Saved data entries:
>>>>
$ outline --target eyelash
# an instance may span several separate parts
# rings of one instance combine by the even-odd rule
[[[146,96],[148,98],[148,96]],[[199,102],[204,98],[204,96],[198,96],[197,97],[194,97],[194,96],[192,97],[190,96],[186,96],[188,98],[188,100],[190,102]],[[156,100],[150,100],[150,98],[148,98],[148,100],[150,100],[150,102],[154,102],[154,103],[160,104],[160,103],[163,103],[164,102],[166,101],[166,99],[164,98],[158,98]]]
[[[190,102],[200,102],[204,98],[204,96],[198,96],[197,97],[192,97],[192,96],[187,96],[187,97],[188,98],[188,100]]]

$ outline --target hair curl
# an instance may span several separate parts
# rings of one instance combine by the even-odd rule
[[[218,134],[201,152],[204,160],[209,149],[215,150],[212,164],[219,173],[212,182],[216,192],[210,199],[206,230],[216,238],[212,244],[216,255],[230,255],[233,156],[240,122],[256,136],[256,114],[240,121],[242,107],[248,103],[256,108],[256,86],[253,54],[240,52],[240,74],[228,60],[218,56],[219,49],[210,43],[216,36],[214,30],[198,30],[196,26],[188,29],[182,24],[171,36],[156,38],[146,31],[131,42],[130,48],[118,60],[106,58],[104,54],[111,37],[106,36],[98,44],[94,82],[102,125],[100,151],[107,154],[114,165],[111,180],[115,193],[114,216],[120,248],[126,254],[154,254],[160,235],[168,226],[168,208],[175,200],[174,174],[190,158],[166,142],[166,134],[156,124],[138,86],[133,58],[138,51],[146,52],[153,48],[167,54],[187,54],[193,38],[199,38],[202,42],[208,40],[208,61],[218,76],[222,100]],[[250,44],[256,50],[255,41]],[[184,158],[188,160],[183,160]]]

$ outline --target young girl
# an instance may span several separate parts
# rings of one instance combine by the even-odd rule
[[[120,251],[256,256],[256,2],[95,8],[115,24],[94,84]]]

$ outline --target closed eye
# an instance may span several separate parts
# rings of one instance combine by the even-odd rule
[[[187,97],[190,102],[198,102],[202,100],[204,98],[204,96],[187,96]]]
<<<<
▶ YOUR OBJECTIVE
Rewrite the entire listing, substituting "nonzero winding rule" for every occurrence of "even-odd rule" and leaving all other text unchanged.

▶ OUTPUT OF THE EXERCISE
$ outline --target eyelash
# an instance may span several separate parts
# rings of one instance combine by the nonzero winding rule
[[[146,96],[148,98],[148,96]],[[199,102],[204,98],[204,96],[198,96],[197,97],[194,97],[194,96],[192,97],[190,96],[186,96],[188,98],[188,100],[190,102]],[[156,100],[150,100],[150,98],[148,98],[148,100],[150,100],[150,102],[154,102],[154,103],[160,104],[160,103],[163,103],[164,102],[166,101],[166,99],[164,98],[158,98]]]
[[[190,102],[200,102],[204,98],[204,96],[198,96],[197,97],[192,97],[192,96],[187,96],[187,97],[188,98],[188,100]]]

$ outline --target hair curl
# an instance may span several separate parts
# rings of one instance combine by the nonzero winding rule
[[[218,134],[201,152],[204,160],[209,149],[215,150],[212,164],[219,173],[212,182],[216,192],[210,199],[206,230],[216,238],[212,244],[216,255],[230,255],[233,156],[240,122],[256,136],[256,114],[240,121],[242,107],[248,103],[256,108],[256,86],[253,54],[240,52],[240,74],[228,60],[218,56],[219,49],[210,43],[216,36],[214,30],[198,30],[196,26],[188,29],[182,24],[171,36],[156,38],[146,31],[131,42],[130,48],[118,60],[106,58],[104,54],[111,37],[106,36],[98,44],[94,82],[102,125],[100,151],[107,154],[114,165],[111,180],[115,193],[114,216],[120,248],[126,254],[154,254],[160,235],[168,226],[168,208],[175,200],[174,174],[190,158],[166,142],[166,134],[156,124],[138,86],[133,58],[138,51],[146,52],[153,48],[167,54],[187,54],[193,38],[199,38],[202,42],[208,40],[208,61],[218,76],[222,100]],[[250,44],[256,50],[255,41]],[[184,158],[188,160],[183,160]]]

$ outline --target young girl
# an instance may span several separate parts
# rings of one instance combine by the nonzero winding rule
[[[120,251],[256,256],[256,2],[95,8],[115,24],[94,84]]]

$ outline --target closed eye
# an instance may span several separate parts
# rings of one instance combine by the nonzero winding rule
[[[187,97],[190,102],[198,102],[202,100],[204,98],[204,96],[187,96]]]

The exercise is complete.